→ WORK TO BE COMPLETED: Which lines below contain the string "broken"? Return each of them in full.

#### RECORDS FOR THIS EXERCISE

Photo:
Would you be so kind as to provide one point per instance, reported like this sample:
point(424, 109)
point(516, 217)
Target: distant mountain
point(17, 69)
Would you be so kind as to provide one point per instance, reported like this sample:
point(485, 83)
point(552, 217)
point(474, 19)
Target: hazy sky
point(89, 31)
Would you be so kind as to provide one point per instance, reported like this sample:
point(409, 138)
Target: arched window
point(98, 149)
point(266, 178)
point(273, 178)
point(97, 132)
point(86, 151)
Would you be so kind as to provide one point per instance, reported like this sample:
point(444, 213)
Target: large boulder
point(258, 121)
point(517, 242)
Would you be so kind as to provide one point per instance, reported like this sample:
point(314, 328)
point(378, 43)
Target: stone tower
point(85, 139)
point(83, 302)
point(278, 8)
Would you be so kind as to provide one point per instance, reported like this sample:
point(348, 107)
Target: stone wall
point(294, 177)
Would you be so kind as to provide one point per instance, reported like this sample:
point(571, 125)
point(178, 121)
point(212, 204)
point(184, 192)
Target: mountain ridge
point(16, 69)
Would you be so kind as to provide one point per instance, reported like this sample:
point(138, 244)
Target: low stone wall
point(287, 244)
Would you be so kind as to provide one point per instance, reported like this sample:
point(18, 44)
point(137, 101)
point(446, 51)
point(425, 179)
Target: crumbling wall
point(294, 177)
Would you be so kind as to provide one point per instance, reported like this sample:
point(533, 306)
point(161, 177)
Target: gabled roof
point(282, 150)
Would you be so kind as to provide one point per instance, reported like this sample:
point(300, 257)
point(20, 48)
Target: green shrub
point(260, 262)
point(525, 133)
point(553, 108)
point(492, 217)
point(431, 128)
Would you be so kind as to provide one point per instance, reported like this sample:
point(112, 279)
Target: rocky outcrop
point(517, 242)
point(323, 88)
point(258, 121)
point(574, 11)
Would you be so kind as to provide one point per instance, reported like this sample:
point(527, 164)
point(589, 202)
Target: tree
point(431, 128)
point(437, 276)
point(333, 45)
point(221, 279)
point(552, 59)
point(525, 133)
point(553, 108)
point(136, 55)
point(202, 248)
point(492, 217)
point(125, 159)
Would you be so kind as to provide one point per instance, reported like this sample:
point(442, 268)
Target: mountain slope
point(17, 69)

########
#### RECORDS FOR THIS EXERCISE

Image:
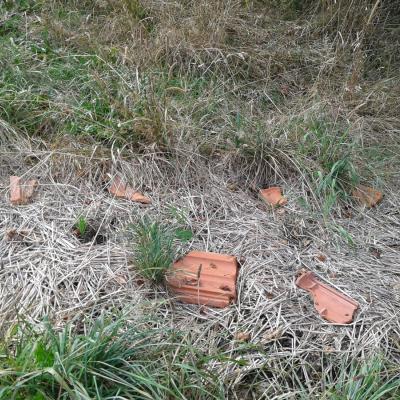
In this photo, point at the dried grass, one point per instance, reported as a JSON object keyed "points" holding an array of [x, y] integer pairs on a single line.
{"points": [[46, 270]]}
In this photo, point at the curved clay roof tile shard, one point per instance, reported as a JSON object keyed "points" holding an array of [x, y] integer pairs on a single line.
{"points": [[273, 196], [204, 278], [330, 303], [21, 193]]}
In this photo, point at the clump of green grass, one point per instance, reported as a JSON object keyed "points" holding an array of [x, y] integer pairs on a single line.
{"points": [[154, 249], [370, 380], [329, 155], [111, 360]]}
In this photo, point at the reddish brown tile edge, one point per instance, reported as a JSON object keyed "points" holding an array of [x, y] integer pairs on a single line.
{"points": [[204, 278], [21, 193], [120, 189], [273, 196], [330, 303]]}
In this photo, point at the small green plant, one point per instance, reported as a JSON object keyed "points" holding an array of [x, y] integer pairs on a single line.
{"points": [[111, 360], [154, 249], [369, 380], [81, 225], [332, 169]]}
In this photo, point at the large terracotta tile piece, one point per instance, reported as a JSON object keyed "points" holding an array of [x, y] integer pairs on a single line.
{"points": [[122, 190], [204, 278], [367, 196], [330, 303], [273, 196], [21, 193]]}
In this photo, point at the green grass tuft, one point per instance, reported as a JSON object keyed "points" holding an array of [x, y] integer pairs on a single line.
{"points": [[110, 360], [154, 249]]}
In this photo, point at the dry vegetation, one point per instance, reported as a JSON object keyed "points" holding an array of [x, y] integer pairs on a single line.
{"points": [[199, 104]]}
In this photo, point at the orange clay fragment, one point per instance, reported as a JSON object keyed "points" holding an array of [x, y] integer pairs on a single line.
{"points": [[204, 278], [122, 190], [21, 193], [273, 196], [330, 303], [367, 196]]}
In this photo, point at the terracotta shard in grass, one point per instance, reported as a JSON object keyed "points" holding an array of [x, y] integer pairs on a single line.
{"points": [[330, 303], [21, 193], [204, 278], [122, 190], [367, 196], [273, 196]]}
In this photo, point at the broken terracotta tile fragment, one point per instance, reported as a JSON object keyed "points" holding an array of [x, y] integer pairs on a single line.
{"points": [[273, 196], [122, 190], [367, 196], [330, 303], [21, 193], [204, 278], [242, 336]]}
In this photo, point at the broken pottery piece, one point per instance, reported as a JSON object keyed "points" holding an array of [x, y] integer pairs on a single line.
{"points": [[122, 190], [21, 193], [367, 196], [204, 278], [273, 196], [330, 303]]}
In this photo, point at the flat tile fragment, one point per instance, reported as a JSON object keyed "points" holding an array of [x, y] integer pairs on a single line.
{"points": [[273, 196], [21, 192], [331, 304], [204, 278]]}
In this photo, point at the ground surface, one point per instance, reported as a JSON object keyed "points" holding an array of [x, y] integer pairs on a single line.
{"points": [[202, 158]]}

########

→ THE SOLUTION:
In this photo, point at the broken terracotta tile fragment, one point per instance, reported as a JSON object keyed "points" holding an array of [x, y] integer pairs on a single line.
In this photo, point at the broken pottery piece, one point per instance, reported as a JSON object keyed "points" holding an array of [x, y] integer pairs on a single line.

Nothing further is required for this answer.